### TAREFAS PROPOSTAS
1 > Na carta a Zeferina, em que ano aconteceu a coisa grande que fez todo mundo saber que não é louco nem idiota?
2 > Estenda a carta a Zeferina, dando sequência ao texto a partir da última frase.

### TRECHO
-=-=-

Aconteceu uma coisa no Brasil, Zê, daquelas que não dá pra falar para o padre, naquela casinha dele, cheia de cortinas, penumbras, janelas protegidas com aramados de madeira. Uma coisa bem grande, que é quando ninguém fala mais nada sobre aquilo.  Essa carta aqui era pra dizer, em 2012, que os caras que mandam tinham inventado um modo de agir, no Brasil, no qual os gerentes, chefes e diretores falavam sorrindo, falavam sobre grandes novidades importantes e a gente - que achava ser apenas mais um modo de nos fazer sentir dores nas juntas e em todo o corpo, sentir medo e solidão - ficava com cara de assustado. E os gerentes continuavam sorrindo, como se a gente estivesse assustado por ser burro, louco ou idiota. Ou tudo isso junto. O bom dessa coisa grande que aconteceu agora, em 2017, é que agora todo mundo já ficou sabendo que não é louco, nem idiota. Talvez um pouco burro a gente continue a se achar. Somos desengonçados, para falar a verdade. Mas antes éramos individualmente incompetentes, inadequados, incômodos, desagradáveis, desnecessários. Agora estamos nos sentindo todos juntos, ao mesmo tempo mudos, dormindo e acordando pacientes, tementes. Eu não diria nem para o padre, mas isso não é algo que tenha desabado dos céus, de repente. Uma coisa que junta todo mundo num medo comum não pode aparecer do nada, a menos que seja um tsunami, uma bomba atômica. Mas daí não seria esse medo ordeiro, silencioso, normal, seria um desespero para ser socorrido, uma gritaria pedindo ajuda. Esse medo de hoje é muito interessante, Zeferina, ele precisa ser escondido dentro de cada um, mesmo que todos saibam, ao mesmo tempo, que ele está ali, em todos.

-=-=-

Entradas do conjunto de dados
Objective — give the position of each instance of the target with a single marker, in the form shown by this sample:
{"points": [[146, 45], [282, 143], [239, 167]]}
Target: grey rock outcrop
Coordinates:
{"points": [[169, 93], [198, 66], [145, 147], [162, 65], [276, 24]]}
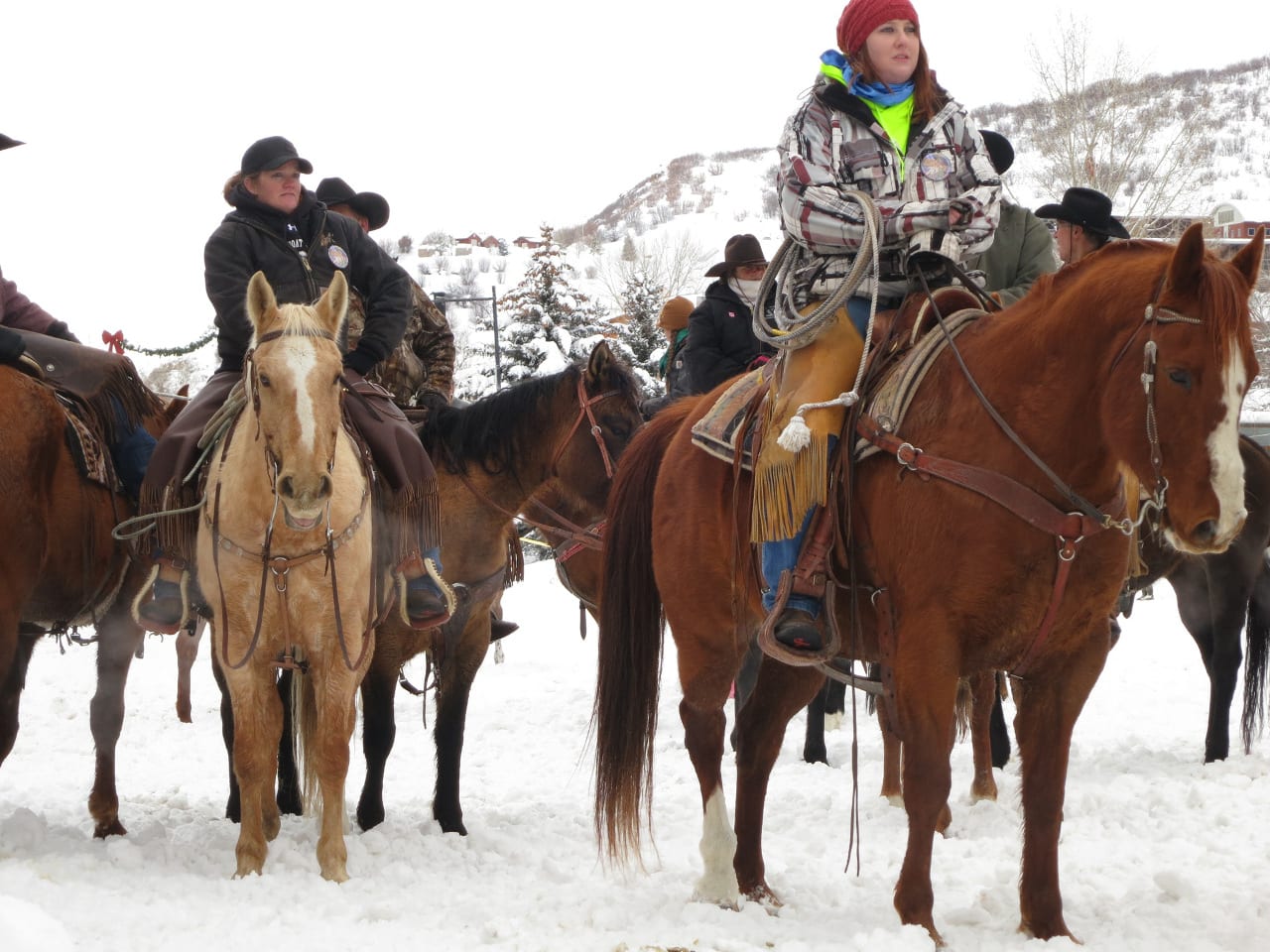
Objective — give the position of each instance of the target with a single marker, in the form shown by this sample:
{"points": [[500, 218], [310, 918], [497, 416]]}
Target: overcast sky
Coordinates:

-=-=-

### RESPOSTAS DO EXERCÍCIO
1 > Em 2017.

2 >
Na cidade grande, como Porto Alegre, ou na praia, onde moro, em todo lugar há este medo como um filtro, como aquelas pinturas das faces das mulheres, quando elas querem parecer estar com seus próprios rostos, mas estão com máscaras e todo mundo vê. Como quando as mulheres estão sobre saltos enormes e finos e fingem que andam em paz, enquanto aquilo dói ou avisa que vai doer. As modelos magérrimas nos desfiles andando sobre enormes saltos, como se estivessem caminhando livres. Uma verdadeira arte do disfarce: confesso que não confesso nada.   Medos com máscaras diferentes, conforme o lugar, mas todos sabendo ser o mesmo medo. Um enorme medo normal, inconfessável, sobre o qual esquecemos por não poder falar nem para um padre. E se alguém fala, nossa! Todos olham com cara de psiu! Cala a boca!     
               “O sino da igreja católica bateu às sete horas da manhã de domingo”, escrevi quando morava no centro de Imbituba, em 2009.  E segui nessa carta, naquela época, quando o medo era infinitamente menor e mais individual, “há sempre um recomeço, quando um grande coletivo humano mergulha na destruição; sempre brotam casais sobreviventes, das cinzas”. Por que escrevi “casais”? Talvez pelo sino da igreja, pelas ideias de dilúvio e arca de Noé. Mas não precisariam ser exatamente “casais”, poderia ser um “todo mundo” de algum lugar qualquer. Não poderiam ser casais em um navio, creio que só se fossem lugares inteiros onde todo mundo conseguisse se livrar desse medo comum, todo mundo junto. Mas se nem isso fosse possível, se esse medo fosse por causa de uma bomba atômica qualquer, então poderiam ser cartas, quem sabe. Cartas de um amor abandonado. Não o do jovem Werther, mas um que não pudesse morrer. Um amor gigante, sereno, infinito.